Coordinate annotation data:
⟨

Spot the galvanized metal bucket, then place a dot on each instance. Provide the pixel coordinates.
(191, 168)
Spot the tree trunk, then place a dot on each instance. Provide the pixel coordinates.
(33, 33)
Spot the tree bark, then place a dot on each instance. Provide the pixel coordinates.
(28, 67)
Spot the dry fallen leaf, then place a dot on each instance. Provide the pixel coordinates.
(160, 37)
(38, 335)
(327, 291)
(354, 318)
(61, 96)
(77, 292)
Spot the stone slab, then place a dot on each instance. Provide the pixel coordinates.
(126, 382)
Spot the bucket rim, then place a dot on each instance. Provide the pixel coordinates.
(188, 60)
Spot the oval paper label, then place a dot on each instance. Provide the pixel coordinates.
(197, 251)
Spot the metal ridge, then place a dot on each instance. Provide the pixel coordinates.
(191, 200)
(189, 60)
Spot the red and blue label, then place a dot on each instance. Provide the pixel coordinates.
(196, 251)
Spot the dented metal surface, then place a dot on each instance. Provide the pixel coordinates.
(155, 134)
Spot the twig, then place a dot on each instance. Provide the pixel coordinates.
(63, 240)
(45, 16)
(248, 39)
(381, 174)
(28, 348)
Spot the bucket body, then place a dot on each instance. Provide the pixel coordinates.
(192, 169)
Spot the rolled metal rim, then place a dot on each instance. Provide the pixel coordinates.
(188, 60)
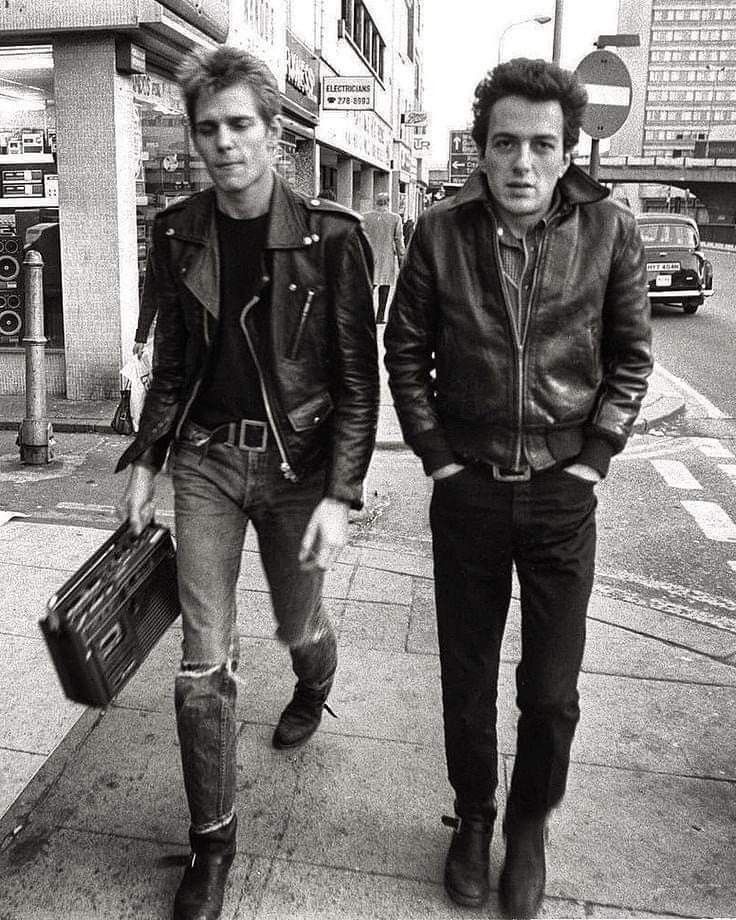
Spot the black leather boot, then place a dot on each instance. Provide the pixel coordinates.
(301, 718)
(466, 867)
(314, 665)
(201, 891)
(521, 888)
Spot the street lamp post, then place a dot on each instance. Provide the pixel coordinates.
(717, 72)
(540, 20)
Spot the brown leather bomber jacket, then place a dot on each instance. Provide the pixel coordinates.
(318, 363)
(467, 384)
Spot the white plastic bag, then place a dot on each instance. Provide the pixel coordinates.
(136, 377)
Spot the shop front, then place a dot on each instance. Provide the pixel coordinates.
(93, 142)
(355, 156)
(300, 112)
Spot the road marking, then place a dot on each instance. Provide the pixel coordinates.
(679, 383)
(711, 447)
(712, 520)
(101, 509)
(729, 469)
(676, 474)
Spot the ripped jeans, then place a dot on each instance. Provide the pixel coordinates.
(215, 498)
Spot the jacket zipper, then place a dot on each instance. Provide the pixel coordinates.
(519, 351)
(286, 468)
(302, 323)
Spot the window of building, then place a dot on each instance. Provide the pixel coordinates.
(410, 29)
(29, 189)
(167, 166)
(363, 34)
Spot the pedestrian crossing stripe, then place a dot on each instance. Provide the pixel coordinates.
(712, 520)
(676, 474)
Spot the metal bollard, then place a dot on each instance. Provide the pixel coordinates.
(35, 436)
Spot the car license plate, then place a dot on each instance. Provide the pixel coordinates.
(663, 266)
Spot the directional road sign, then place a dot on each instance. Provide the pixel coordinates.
(463, 156)
(608, 84)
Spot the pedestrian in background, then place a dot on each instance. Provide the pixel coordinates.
(265, 389)
(385, 233)
(518, 351)
(408, 230)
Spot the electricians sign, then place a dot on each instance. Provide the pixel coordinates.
(344, 94)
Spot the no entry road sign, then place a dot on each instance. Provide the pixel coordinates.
(608, 84)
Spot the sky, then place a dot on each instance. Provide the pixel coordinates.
(461, 43)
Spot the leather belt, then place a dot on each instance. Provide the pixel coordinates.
(245, 434)
(508, 474)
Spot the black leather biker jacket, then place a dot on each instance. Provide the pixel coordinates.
(317, 364)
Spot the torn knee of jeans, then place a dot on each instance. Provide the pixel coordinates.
(205, 668)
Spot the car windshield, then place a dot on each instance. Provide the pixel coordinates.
(668, 235)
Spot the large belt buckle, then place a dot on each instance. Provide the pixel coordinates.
(502, 474)
(247, 429)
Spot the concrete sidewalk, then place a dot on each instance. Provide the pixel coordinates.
(349, 827)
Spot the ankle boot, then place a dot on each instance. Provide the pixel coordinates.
(202, 888)
(466, 867)
(301, 718)
(523, 877)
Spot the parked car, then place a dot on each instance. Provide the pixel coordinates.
(677, 271)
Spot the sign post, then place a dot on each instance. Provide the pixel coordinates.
(463, 156)
(608, 84)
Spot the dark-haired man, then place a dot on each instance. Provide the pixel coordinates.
(518, 349)
(265, 389)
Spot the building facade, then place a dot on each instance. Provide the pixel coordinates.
(94, 142)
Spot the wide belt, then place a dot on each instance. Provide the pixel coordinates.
(245, 434)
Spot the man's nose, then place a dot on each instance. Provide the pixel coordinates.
(523, 159)
(224, 137)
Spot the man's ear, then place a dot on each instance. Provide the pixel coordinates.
(274, 129)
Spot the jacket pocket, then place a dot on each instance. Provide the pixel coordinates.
(311, 413)
(304, 301)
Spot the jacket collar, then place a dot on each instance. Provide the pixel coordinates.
(287, 225)
(575, 187)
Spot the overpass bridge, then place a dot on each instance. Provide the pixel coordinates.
(711, 179)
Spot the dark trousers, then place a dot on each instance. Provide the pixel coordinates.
(546, 527)
(383, 290)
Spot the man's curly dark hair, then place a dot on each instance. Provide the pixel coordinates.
(538, 80)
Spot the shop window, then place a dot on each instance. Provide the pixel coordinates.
(167, 166)
(360, 29)
(29, 189)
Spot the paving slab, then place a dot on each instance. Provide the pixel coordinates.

⟩

» **Stated task**: Reproduce every line of the data from the one containing "Spot the overpass" through the end of the data, increasing each coordinate value by 52 and leaving all other text unchanged.

» **Output for this exercise**:
Spot the overpass bridge, then place a dot on each instance. Provide the pixel coordinates.
(763, 231)
Spot the dark trousers, then place a dot on each instance. Provide the pixel coordinates.
(598, 579)
(435, 342)
Spot the man's curly dark hair, then place a dot on each instance. Provide the pixel coordinates.
(590, 132)
Spot the shop window, then place a dot on each instance. Provide the pixel coordinates.
(219, 218)
(412, 81)
(81, 241)
Spot the paving slab, then place a dot on each instance. Provide the pixel coordinates.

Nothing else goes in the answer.